#### GIVEN TASK 1
In the passage on owning US property through a trust, who cannot be a beneficiary of the Trust?
#### GIVEN TASK 2
Reproduce, word for word, the part of the passage on owning US property through a trust that opens with the words containing "Alternatively, the Trust" and closes with "of the Canadian resident settlor.".

#### DOCUMENT PASSAGE
::::::::
Ownership of a US Property Through a Trust.  Because property values may increase, because the amount of the US estate tax exemption is uncertain, because non-recourse financing may not easily be available, the most appropriate way for many Canadian residents to purchase US real estate is through a Trust.  The Trust is effective because the property is not owned by the Canadian resident at the time of the resident’s death.  The Trust is also advantageous in that it avoids probate, provides liability protection, preserves the owner’s control over the property by selection of a trustee, addresses the possible incapacity of the owner, and protects the heirs from US estate taxation after the owner’s death if the heirs die prior to sale of the US property.

The Trust presents two significant limitations.  First, the settlor of the Trust cannot be a beneficiary.  The practical reality is that in many circumstances this will mean that the Trust will be settled by one spouse for the benefit of the other spouse.  As long as the beneficiary spouse survives, the settlor spouse need not pay rent in order to occupy the US property.  However, once the beneficiary spouse dies or if the beneficiaries of the Trust are the children of the settlor, the settlor can only occupy the property if the children are present in the property at the same time.  Otherwise, the settlor must pay a fair market rental to the Trust for the use of the property.

The second difficulty in ownership of US real estate through a Trust relates to the situs of the Trust.  If the Trust is sitused in Canada, the settlor of the Trust will be taxable on the income realized from rental or sale of the property if either the settlor is the trustee (Income Tax Act (“ITA”) Section 75(2) or the settlor’s spouse is the trustee (ITA Section 74(1)).  As a result US income tax paid on the rental income or proceeds from sale of the property will not be creditable in computing the Canadian income tax liability of the settlor.  Consequently, a person or institution unrelated to the settlor must act as trustee of a Trust resident in Canada.

Alternatively, the Trust could be designed as a US resident Trust.  ITA Section 94 attributes the income of a non-resident Trust to the Canadian resident settlor.  Again, US income tax paid on rental or sale of the property will not be creditable in computing the Canadian income tax liability of the Canadian resident settlor.
::::::::
Stored data:
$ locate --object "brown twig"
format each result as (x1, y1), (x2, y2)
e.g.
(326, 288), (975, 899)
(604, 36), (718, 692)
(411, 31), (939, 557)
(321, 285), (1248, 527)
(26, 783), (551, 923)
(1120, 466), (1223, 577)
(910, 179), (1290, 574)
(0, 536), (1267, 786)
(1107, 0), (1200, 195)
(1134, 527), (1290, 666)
::::::::
#### RIGHT ANSWER 1
The settlor of the Trust cannot be a beneficiary.

#### RIGHT ANSWER 2
Alternatively, the Trust could be designed as a US resident Trust.  ITA Section 94 attributes the income of a non-resident Trust to the Canadian resident settlor.  Again, US income tax paid on rental or sale of the property will not be creditable in computing the Canadian income tax liability of the Canadian resident settlor.